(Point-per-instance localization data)
• • • •
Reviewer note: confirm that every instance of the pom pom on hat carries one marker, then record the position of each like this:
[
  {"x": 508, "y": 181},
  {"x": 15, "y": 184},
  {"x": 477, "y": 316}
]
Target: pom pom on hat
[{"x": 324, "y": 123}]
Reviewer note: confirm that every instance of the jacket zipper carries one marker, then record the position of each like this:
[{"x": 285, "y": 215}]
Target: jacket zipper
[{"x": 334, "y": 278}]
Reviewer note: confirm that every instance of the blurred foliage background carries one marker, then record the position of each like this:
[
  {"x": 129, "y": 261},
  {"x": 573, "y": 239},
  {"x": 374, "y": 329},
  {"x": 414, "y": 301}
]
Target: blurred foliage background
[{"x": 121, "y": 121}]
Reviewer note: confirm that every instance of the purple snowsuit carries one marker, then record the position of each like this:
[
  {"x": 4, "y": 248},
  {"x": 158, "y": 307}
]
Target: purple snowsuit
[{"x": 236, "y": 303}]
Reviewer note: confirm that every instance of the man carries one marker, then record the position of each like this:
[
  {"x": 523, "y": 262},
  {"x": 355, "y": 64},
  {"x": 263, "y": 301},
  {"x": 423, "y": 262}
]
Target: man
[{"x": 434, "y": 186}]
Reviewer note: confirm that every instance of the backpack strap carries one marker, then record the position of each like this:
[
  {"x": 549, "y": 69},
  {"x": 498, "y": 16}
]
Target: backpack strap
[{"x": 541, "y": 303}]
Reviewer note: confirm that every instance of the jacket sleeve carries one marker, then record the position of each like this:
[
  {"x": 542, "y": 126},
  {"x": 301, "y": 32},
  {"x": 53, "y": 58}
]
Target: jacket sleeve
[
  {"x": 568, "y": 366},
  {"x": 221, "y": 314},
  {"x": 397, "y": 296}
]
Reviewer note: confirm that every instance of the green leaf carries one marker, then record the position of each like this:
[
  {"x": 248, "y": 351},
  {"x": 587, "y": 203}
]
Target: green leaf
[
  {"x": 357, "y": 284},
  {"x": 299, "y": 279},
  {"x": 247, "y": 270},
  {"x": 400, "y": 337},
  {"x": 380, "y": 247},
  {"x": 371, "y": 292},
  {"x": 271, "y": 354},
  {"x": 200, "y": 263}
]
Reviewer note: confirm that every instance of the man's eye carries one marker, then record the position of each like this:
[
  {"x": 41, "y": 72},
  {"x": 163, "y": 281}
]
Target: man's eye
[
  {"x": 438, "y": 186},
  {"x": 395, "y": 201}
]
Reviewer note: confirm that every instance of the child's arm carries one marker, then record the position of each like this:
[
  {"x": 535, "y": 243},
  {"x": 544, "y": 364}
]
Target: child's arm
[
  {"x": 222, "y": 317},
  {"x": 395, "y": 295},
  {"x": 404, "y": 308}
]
• • • •
Required work: Make a verbatim copy of each record.

Output:
Reviewer note: confirm that every instance of the pom pom on hat carries one marker, then record the position of each like this:
[
  {"x": 508, "y": 181},
  {"x": 15, "y": 184},
  {"x": 477, "y": 316}
]
Target: pom pom on hat
[{"x": 324, "y": 123}]
Reviewer note: confirm that every instance of the jacket zipper carries one marker, then record the position of each like this:
[{"x": 285, "y": 215}]
Target: jacket zipper
[{"x": 334, "y": 278}]
Reviewer note: confirm that every instance of the blurred foliage background carries one marker, then record the position of each like this:
[
  {"x": 129, "y": 261},
  {"x": 573, "y": 239},
  {"x": 374, "y": 329},
  {"x": 414, "y": 301}
]
Target: blurred foliage background
[{"x": 121, "y": 121}]
Reviewer note: confirm that every instance of the purple snowsuit carries one marker, then record the position of each like this:
[
  {"x": 4, "y": 248},
  {"x": 158, "y": 307}
]
Target: purple snowsuit
[{"x": 236, "y": 303}]
Reviewer note: confirm that every instance of the man carries one marker, then record the position of each like this:
[
  {"x": 523, "y": 262},
  {"x": 355, "y": 64},
  {"x": 263, "y": 301},
  {"x": 423, "y": 262}
]
Target: man
[{"x": 434, "y": 186}]
Reviewer note: confirm that every instance of the backpack strap carries one marker, then record the position of each like this:
[
  {"x": 549, "y": 69},
  {"x": 498, "y": 16}
]
Target: backpack strap
[{"x": 541, "y": 303}]
Reviewer note: confirm that every instance of the jacket sleeve carries one marker, then record the position of each like this:
[
  {"x": 542, "y": 126},
  {"x": 301, "y": 32},
  {"x": 53, "y": 58}
]
Target: jacket sleeve
[
  {"x": 568, "y": 366},
  {"x": 221, "y": 314},
  {"x": 397, "y": 296}
]
Reviewer note: confirm that every instance of the green leaf carries one marker, then record the position of each like this:
[
  {"x": 248, "y": 351},
  {"x": 587, "y": 203}
]
Target: green leaf
[
  {"x": 357, "y": 284},
  {"x": 299, "y": 279},
  {"x": 247, "y": 270},
  {"x": 400, "y": 337},
  {"x": 380, "y": 247},
  {"x": 371, "y": 292},
  {"x": 271, "y": 354},
  {"x": 200, "y": 263}
]
Reviewer note: confirm that every instance of the man's eye carries one marker, then record the position of each like this:
[
  {"x": 41, "y": 72},
  {"x": 163, "y": 281}
]
Target: man's eye
[
  {"x": 438, "y": 186},
  {"x": 395, "y": 201}
]
Reviewer note: confirm that every instance of the child's arm carries one marker, then record the position of each like this:
[
  {"x": 535, "y": 243},
  {"x": 544, "y": 364}
]
Target: child's arm
[
  {"x": 222, "y": 317},
  {"x": 395, "y": 295},
  {"x": 404, "y": 308}
]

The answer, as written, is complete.